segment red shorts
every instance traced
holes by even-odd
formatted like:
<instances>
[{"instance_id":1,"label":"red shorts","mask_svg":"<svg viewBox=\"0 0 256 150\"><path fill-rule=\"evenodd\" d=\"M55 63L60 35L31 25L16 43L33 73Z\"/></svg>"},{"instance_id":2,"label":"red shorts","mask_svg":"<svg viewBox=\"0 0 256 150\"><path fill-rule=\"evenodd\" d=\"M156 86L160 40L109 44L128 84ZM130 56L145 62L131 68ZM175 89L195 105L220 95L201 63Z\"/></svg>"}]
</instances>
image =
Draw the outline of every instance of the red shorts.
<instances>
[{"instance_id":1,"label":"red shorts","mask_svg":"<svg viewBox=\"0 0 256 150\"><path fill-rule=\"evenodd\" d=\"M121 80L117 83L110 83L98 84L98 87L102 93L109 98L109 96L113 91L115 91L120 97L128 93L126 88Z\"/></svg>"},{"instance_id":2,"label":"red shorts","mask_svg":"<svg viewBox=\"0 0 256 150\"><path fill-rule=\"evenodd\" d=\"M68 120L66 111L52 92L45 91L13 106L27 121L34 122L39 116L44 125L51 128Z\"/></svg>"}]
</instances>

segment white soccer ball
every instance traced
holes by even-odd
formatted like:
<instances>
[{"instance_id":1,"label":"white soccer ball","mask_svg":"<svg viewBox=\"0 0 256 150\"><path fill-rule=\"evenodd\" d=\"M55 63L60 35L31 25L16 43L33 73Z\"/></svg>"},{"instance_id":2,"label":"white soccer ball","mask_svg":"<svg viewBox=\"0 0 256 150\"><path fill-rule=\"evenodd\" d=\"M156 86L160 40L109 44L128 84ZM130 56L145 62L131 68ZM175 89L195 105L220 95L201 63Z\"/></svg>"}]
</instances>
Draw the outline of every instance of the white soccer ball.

==============================

### Problem to work on
Please give every line of the entries above as a numbered list, leaving out blank lines.

### Worked solution
1. segment red shorts
2. every instance traced
3. holes by even-odd
4. formatted like:
5. <instances>
6. [{"instance_id":1,"label":"red shorts","mask_svg":"<svg viewBox=\"0 0 256 150\"><path fill-rule=\"evenodd\" d=\"M55 63L60 35L31 25L16 43L33 73Z\"/></svg>"},{"instance_id":2,"label":"red shorts","mask_svg":"<svg viewBox=\"0 0 256 150\"><path fill-rule=\"evenodd\" d=\"M156 86L160 40L109 44L128 84ZM130 56L145 62L131 68ZM175 89L195 105L220 95L201 63Z\"/></svg>"}]
7. </instances>
8. image =
9. Draw the outline of every instance of the red shorts.
10. <instances>
11. [{"instance_id":1,"label":"red shorts","mask_svg":"<svg viewBox=\"0 0 256 150\"><path fill-rule=\"evenodd\" d=\"M121 80L117 83L110 83L98 84L98 87L102 93L109 98L109 96L113 91L115 91L120 97L128 93L126 88Z\"/></svg>"},{"instance_id":2,"label":"red shorts","mask_svg":"<svg viewBox=\"0 0 256 150\"><path fill-rule=\"evenodd\" d=\"M68 120L66 111L52 92L45 91L13 106L27 121L34 122L39 116L44 125L51 128Z\"/></svg>"}]
12. </instances>
13. segment white soccer ball
14. every instance traced
15. holes by even-odd
16. formatted like:
17. <instances>
18. [{"instance_id":1,"label":"white soccer ball","mask_svg":"<svg viewBox=\"0 0 256 150\"><path fill-rule=\"evenodd\" d=\"M55 63L60 35L31 25L16 43L33 73Z\"/></svg>"},{"instance_id":2,"label":"white soccer ball","mask_svg":"<svg viewBox=\"0 0 256 150\"><path fill-rule=\"evenodd\" d=\"M156 86L160 40L109 44L128 84ZM130 56L145 62L131 68ZM175 89L195 105L220 95L201 63Z\"/></svg>"}]
19. </instances>
20. Draw the outline of every instance of the white soccer ball.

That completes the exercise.